# [Aim of the task]
Quote the stretch of the Harry Potter commentary from "I of course" through "vendetta on her.".

Commentary on Harry Potter: Book 3

Book One and Introduction; Book Two; Book Three; Book Four; Book Five; Book Six; Book Seven


Listening to Harry Potter #3. Snape reminds me of a law professor I had. This woman told a girl on the first day that she should drop out. Most students were terrified of her. A few of the girls thought she was amazing because “Have you seen her credentials?”, which is such a woman thing to say.

I of course saw this as a challenge to screw with her any way I could. Chewing tobacco in class, unapologetically telling her I didn’t do the reading (it sounds dumb, but that’s almost a capital offense), and refusing extra credit she assumed she was generously giving me. My only regret in dropping out was not being able to find more ways to wage vendetta on her.


More thoughts on Harry Potter 3. One of the problems of attracting the reader solely through suspense and mystery is that eventually you lose your dread credit. Like, I know by this point that Harry Potter is never going to be expelled from school, so by the dozenth time Rowling implies that’s just around the corner, I’ve quit caring. And there’s an evil murderer on the loose who wants to kill him, but we’ve got another four books to go and there’s no way someone else could possibly be our hero because that’s just how special our little boy is. And you have the demonic prison guards, but I know they aren’t more than a mere annoyance. And of course the rules of wizard soccer are set up so that only Harry can win the game for the team.

I have so far avoided complaining that the book is predictable or that the main character gets all the wins because those aren’t inherently bad things and ancient literature followed those lines, but this isn’t high literature. It’s cheap pulp to read on the playground because none of the other kids want to play with you.

It’s self-esteem porn. What I’ve learned about good and evil is that good people are naturally good and evil people are naturally evil, and of course I the reader live vicariously through the hero and therefore I myself am entirely good and intelligent even if I often break the rules like Harry, and what this school really needs to do is round up all the bullies/Jews/Trump supporters and expel/gas/assassinate them (respectively). No matter what trouble I get into, things will always right themselves in the end just because.

Another thing. We love it when an underdog wins. That’s not Harry Potter. He’s whisked off to this magical world where he’s super rich and popular and talented and confident. That’s the opposite of Luke Skywalker or Rocky Balboa. Harry plateaus in the third chapter of the first book. Any narrow escape from Voldemort is either luck or fate, but there’s never a lesson he learns from it.

# [Provided data]
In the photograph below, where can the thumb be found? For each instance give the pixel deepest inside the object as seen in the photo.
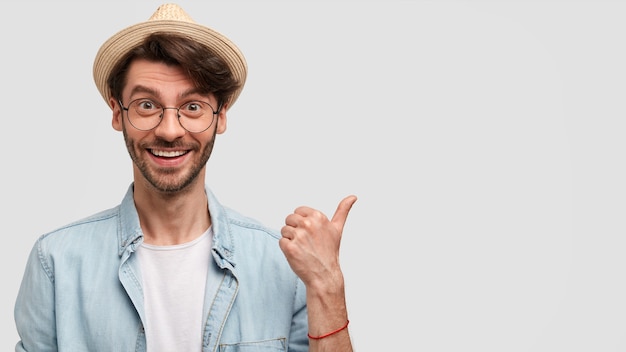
(341, 214)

# [Output for this task]
I of course saw this as a challenge to screw with her any way I could. Chewing tobacco in class, unapologetically telling her I didn’t do the reading (it sounds dumb, but that’s almost a capital offense), and refusing extra credit she assumed she was generously giving me. My only regret in dropping out was not being able to find more ways to wage vendetta on her.